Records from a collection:
— BEGIN —
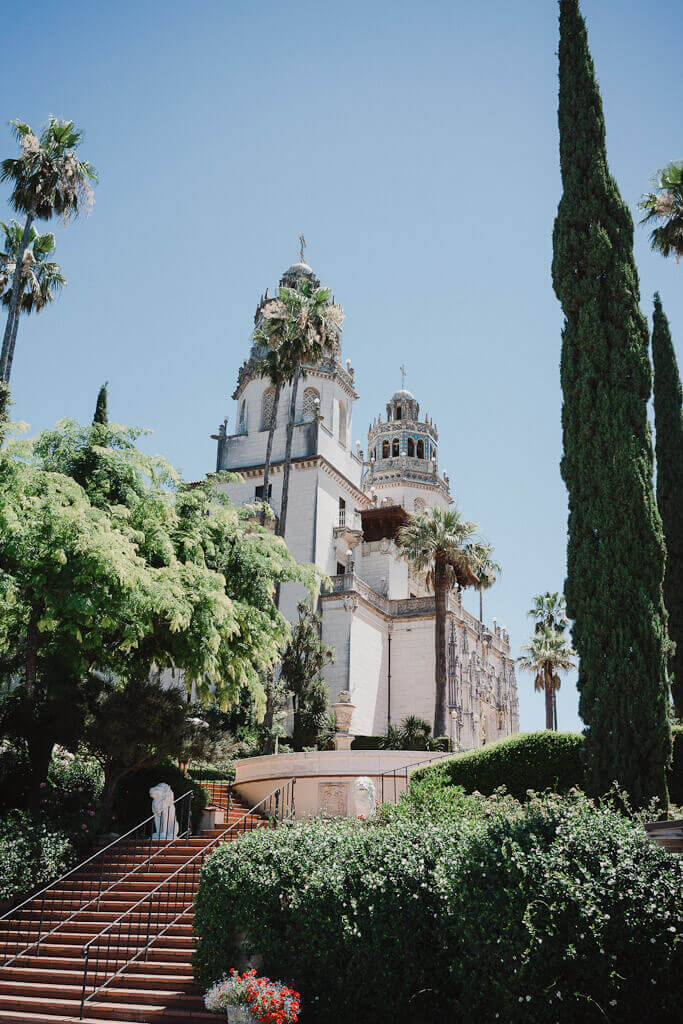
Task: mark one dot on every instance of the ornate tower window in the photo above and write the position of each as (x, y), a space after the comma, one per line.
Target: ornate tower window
(311, 403)
(342, 423)
(267, 408)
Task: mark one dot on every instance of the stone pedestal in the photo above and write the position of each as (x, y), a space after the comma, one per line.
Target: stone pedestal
(343, 710)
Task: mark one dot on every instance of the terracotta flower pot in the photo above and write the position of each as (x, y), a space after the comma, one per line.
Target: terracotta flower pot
(240, 1015)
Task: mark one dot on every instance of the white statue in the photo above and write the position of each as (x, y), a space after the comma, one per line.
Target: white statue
(163, 808)
(364, 797)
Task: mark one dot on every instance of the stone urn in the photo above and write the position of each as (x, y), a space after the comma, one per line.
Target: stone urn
(343, 710)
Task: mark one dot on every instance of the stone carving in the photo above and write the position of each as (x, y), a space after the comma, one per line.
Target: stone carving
(333, 799)
(364, 797)
(163, 808)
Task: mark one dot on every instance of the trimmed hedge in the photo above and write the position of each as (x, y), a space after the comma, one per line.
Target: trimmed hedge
(133, 804)
(537, 761)
(552, 911)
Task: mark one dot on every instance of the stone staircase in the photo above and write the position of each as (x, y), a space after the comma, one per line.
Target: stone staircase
(45, 985)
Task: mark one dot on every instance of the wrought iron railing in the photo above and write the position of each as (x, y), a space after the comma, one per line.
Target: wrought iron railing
(401, 774)
(129, 937)
(26, 926)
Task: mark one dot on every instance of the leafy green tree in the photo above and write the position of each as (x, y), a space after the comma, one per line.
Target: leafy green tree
(666, 205)
(669, 427)
(615, 550)
(131, 727)
(100, 415)
(299, 325)
(115, 568)
(442, 544)
(48, 179)
(547, 653)
(40, 280)
(303, 660)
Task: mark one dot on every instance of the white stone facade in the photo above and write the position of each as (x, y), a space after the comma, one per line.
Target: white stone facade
(343, 514)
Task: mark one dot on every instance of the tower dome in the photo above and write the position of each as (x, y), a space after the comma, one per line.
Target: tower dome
(402, 449)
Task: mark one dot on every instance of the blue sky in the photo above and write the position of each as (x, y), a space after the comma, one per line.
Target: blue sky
(415, 145)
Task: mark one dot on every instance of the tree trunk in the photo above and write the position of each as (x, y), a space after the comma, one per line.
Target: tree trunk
(288, 455)
(440, 675)
(12, 341)
(268, 448)
(14, 300)
(549, 700)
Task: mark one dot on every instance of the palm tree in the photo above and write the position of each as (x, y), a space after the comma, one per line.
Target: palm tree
(666, 205)
(47, 179)
(300, 324)
(486, 577)
(40, 280)
(545, 656)
(444, 545)
(549, 609)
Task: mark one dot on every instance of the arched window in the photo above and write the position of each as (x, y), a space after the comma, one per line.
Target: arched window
(311, 403)
(342, 423)
(267, 408)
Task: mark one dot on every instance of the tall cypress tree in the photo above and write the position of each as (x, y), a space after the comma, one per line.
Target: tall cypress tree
(615, 554)
(100, 406)
(669, 448)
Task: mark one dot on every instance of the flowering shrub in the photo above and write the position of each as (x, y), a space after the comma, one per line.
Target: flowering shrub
(269, 1001)
(550, 911)
(32, 853)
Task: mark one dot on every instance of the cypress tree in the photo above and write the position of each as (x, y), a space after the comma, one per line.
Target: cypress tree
(615, 553)
(100, 407)
(669, 448)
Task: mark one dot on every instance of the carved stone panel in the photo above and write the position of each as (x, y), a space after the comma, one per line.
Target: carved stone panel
(333, 799)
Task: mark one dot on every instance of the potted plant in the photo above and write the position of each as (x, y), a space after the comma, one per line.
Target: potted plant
(249, 999)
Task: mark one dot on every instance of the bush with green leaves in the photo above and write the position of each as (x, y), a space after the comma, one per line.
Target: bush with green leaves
(32, 853)
(536, 761)
(553, 911)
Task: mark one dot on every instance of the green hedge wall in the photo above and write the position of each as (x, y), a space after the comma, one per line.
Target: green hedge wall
(530, 761)
(553, 911)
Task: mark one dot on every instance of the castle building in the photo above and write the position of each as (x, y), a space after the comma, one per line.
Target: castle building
(344, 513)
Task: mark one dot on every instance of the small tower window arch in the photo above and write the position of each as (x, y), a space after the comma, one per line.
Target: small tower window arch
(311, 403)
(342, 423)
(267, 408)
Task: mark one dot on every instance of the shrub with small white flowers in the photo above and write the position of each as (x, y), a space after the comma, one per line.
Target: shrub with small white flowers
(552, 911)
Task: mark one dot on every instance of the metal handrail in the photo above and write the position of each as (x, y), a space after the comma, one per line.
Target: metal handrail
(285, 790)
(145, 861)
(403, 768)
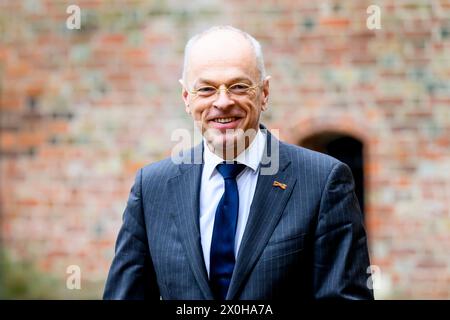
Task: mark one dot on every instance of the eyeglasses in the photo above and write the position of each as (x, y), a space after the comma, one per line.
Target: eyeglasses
(236, 89)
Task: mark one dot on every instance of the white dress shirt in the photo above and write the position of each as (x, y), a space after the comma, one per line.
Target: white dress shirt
(213, 186)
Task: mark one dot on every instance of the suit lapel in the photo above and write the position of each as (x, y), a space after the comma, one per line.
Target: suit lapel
(185, 188)
(265, 211)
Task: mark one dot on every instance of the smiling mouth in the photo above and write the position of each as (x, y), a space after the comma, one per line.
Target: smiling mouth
(225, 120)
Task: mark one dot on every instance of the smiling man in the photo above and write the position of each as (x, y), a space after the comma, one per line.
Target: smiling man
(222, 227)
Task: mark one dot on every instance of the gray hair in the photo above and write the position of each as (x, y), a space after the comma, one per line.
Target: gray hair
(253, 42)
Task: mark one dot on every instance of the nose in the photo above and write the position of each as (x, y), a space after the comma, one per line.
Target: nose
(223, 99)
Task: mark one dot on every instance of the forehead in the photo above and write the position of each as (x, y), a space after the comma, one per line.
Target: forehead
(221, 56)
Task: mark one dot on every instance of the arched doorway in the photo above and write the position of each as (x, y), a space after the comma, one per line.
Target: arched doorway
(344, 148)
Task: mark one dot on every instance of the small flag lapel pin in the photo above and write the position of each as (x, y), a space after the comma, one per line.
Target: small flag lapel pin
(279, 184)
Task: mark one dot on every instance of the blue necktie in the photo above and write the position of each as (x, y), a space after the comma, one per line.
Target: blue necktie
(222, 245)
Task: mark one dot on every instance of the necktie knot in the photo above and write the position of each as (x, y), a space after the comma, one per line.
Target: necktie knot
(230, 170)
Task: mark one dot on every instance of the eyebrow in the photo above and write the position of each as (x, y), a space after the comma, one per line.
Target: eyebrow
(232, 80)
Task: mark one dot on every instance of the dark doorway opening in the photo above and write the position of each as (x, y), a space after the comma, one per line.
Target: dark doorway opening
(344, 148)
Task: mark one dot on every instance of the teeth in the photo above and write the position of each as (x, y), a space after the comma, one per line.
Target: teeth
(224, 120)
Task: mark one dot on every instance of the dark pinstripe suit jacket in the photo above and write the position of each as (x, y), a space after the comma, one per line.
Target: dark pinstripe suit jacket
(304, 242)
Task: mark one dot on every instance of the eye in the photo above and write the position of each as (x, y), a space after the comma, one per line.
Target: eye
(206, 90)
(239, 88)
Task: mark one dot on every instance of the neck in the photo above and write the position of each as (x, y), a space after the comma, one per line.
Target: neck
(230, 151)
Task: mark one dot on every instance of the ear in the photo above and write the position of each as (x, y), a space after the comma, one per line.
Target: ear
(185, 96)
(265, 93)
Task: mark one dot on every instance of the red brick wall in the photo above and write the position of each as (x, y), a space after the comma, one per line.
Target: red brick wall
(81, 110)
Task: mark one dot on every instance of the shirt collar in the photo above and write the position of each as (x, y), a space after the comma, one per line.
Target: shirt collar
— END —
**PROBLEM STATEMENT:**
Set down, word for word, every line from the line that holds "Task: mark one dot on every instance of the eye in" to the end of the entries above, including both ends.

**WORKED SOLUTION:**
Task: mark one dot on every instance of the eye in the photo above and write the position of each as (x, y), a space after the comma, one per line.
Target: eye
(206, 90)
(239, 88)
Task: mark one dot on every instance of the neck in the photo above and write the position of each as (x, y), a space after the comma, one per line.
Target: neck
(230, 151)
Task: mark one dot on every instance of the ear in the photo above and write the position of each as (x, y), a space after the comma, one per line.
Target: ear
(185, 96)
(265, 93)
Task: mark one dot on every instance of the red brick wall in the photo above and write the position of each as (x, y), a space after the comma, one per line.
Target: red brick wall
(81, 110)
Task: mark one dot on every instance of the shirt collar in the photo above and write the position of each as (x, y), a space after the comma, one per line.
Target: shirt collar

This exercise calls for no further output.